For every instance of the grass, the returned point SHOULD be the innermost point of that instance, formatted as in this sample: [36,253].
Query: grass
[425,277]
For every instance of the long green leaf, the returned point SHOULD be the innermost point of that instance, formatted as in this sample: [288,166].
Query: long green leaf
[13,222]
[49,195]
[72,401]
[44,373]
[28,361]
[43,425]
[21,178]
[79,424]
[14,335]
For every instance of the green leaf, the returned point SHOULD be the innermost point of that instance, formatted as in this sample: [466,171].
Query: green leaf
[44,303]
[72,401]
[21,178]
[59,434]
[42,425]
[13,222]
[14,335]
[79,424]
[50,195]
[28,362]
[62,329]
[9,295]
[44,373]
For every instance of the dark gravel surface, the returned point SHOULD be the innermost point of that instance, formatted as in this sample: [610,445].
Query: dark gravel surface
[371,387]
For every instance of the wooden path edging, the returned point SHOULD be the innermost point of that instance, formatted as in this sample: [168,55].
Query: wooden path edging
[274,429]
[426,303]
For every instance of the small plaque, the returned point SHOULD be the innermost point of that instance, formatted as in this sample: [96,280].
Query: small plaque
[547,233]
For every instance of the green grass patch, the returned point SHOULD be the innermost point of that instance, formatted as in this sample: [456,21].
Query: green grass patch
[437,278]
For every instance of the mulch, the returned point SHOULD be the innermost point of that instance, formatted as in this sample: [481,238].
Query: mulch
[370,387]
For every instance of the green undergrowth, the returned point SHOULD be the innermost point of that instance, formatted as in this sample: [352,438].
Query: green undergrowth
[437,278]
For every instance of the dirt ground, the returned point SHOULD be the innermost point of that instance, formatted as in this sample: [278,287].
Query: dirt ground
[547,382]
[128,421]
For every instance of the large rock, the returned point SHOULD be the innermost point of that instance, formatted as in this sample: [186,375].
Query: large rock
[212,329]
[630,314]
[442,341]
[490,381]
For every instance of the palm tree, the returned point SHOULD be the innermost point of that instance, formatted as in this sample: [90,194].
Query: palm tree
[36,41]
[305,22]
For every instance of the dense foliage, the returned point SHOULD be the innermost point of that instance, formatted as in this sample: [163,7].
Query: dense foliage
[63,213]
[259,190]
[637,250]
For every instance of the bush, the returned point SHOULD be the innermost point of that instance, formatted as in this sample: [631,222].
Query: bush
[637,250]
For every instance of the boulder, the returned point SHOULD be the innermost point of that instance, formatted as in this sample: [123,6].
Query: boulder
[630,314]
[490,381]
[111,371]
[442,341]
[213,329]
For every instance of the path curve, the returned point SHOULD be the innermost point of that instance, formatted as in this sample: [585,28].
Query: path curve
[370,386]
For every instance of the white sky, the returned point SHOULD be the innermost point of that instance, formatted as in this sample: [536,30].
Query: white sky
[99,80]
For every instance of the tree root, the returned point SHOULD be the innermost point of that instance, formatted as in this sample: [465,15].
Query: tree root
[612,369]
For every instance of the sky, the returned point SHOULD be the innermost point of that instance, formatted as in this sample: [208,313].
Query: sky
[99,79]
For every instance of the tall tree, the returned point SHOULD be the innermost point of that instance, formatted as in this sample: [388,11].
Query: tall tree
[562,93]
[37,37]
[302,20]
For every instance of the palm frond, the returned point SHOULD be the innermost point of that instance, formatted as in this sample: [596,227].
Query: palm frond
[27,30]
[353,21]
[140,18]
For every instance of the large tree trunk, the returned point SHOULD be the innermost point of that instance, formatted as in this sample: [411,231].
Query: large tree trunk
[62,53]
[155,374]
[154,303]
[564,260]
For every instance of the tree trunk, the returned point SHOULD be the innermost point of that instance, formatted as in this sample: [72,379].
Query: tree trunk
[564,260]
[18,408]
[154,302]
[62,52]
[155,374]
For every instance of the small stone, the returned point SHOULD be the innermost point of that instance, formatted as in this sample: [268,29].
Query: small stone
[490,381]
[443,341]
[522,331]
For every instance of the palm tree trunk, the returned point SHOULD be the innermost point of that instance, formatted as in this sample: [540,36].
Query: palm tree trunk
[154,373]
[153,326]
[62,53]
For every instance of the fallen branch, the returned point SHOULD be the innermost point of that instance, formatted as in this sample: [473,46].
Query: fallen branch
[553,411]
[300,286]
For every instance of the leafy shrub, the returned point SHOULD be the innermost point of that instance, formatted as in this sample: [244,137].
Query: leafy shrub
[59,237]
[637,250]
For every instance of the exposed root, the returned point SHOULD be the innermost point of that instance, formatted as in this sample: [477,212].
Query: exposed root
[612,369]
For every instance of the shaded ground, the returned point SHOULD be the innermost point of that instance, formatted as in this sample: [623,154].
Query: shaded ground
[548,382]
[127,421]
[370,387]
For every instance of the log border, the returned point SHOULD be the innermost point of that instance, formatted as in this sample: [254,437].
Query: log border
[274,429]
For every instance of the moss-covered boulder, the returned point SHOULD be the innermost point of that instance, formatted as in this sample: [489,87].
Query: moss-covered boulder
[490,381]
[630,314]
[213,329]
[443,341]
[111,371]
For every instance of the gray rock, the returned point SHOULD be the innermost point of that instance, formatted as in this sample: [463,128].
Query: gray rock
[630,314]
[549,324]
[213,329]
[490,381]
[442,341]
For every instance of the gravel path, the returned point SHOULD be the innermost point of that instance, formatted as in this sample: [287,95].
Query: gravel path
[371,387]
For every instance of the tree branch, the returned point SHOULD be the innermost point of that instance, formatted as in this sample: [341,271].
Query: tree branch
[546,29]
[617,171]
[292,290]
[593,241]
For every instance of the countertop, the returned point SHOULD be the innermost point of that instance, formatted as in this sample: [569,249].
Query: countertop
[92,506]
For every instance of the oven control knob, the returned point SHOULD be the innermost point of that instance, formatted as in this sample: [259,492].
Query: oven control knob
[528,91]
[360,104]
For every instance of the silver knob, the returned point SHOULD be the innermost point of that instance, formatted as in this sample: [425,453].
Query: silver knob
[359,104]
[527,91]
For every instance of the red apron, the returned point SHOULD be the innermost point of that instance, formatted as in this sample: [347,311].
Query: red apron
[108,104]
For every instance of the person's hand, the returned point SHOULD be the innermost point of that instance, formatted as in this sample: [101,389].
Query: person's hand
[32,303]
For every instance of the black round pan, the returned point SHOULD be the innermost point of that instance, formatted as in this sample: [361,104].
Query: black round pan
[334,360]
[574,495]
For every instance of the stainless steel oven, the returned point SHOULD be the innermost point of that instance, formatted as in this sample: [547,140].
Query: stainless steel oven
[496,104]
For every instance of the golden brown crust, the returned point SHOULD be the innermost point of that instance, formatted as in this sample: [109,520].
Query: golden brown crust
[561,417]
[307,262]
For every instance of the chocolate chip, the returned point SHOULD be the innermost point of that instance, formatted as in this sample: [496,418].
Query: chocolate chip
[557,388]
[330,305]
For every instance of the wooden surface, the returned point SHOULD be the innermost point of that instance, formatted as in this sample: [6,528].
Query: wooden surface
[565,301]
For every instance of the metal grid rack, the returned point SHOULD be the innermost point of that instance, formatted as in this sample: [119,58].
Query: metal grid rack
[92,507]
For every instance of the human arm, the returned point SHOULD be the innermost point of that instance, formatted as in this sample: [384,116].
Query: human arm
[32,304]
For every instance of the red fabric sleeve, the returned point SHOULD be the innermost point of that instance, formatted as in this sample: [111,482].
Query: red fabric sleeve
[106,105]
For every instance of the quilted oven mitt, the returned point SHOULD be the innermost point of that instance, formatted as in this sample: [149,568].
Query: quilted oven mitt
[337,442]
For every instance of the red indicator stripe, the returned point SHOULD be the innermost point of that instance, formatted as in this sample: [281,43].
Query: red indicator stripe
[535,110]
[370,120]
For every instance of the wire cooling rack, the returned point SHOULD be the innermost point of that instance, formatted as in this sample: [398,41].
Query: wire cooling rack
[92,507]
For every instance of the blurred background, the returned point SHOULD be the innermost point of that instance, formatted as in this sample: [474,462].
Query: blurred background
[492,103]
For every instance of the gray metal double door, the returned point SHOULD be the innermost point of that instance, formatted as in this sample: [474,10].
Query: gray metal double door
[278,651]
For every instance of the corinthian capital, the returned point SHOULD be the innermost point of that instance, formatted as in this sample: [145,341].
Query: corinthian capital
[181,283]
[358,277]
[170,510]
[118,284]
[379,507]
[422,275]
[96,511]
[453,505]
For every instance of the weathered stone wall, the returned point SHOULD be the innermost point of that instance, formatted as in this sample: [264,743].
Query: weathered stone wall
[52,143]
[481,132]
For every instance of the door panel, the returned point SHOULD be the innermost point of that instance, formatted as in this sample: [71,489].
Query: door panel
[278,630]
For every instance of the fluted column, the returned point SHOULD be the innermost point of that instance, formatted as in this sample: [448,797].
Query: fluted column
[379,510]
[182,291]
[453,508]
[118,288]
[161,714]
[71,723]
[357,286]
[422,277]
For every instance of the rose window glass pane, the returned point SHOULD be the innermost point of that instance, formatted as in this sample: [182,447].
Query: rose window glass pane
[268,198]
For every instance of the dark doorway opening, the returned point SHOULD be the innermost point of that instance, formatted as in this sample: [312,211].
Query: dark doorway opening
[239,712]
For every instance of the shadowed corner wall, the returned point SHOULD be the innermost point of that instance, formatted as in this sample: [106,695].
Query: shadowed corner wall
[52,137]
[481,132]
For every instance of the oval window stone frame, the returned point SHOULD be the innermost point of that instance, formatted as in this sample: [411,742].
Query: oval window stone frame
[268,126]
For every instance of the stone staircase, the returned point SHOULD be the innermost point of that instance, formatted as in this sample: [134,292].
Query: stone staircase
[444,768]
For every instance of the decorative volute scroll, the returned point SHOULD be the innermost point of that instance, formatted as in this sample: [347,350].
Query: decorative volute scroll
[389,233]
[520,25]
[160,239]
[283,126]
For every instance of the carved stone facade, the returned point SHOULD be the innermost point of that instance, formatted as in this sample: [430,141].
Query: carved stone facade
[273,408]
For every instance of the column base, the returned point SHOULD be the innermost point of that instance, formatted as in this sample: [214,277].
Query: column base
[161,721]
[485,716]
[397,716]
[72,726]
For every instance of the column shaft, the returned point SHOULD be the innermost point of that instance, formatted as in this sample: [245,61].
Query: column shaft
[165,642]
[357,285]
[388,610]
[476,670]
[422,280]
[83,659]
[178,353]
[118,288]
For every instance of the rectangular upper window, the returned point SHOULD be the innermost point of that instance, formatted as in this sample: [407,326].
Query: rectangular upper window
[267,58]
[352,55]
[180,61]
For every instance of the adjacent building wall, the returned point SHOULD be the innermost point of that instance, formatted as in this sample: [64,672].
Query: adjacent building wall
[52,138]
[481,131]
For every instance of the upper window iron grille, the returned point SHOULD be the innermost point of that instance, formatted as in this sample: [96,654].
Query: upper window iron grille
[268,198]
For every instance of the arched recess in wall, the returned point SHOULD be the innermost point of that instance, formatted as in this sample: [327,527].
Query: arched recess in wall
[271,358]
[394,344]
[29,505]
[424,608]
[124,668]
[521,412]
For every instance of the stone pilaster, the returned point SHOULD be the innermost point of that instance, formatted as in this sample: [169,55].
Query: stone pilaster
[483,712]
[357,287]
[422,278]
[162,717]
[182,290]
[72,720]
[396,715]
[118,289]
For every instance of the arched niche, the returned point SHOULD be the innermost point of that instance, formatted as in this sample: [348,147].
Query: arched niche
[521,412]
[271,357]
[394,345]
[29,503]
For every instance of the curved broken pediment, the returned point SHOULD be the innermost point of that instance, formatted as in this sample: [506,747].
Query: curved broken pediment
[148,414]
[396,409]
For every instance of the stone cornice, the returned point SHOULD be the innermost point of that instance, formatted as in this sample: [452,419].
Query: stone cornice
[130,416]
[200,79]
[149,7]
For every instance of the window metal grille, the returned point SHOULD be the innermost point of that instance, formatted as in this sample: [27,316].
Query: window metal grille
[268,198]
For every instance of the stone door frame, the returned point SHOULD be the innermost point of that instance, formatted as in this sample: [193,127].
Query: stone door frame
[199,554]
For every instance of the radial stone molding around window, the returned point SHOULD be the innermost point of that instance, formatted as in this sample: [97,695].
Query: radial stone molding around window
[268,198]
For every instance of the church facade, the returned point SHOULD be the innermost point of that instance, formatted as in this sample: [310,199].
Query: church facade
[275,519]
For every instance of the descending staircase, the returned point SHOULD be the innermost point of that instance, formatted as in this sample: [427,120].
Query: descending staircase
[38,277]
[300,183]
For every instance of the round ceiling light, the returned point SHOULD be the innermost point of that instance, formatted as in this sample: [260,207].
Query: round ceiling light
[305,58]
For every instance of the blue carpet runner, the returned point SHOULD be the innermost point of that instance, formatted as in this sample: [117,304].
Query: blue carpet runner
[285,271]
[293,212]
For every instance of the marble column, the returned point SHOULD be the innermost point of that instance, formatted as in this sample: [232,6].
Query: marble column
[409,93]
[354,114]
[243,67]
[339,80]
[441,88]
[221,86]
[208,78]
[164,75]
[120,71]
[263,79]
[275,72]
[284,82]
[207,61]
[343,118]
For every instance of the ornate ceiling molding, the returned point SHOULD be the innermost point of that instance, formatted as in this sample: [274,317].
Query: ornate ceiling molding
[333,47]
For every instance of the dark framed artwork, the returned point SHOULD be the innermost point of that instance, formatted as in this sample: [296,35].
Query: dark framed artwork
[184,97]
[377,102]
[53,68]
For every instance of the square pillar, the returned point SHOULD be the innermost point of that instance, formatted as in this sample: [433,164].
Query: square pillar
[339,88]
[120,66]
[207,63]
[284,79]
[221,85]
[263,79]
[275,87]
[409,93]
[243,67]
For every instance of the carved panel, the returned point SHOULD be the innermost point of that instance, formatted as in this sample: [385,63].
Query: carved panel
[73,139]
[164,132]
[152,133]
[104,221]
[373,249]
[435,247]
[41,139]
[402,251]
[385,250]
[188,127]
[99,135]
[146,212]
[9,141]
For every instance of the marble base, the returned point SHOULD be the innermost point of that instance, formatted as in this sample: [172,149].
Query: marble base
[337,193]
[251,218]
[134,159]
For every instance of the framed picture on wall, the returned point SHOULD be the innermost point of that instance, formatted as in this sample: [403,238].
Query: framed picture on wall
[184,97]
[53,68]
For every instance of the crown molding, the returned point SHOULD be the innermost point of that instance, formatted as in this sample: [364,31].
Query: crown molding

## [What to do]
Using the records above, select and copy every line that has the word "crown".

## [Exercise response]
For every instance of the crown molding, the returned point SHOULD be the innermost point of that instance, formatted as in this sample: [364,31].
Query: crown molding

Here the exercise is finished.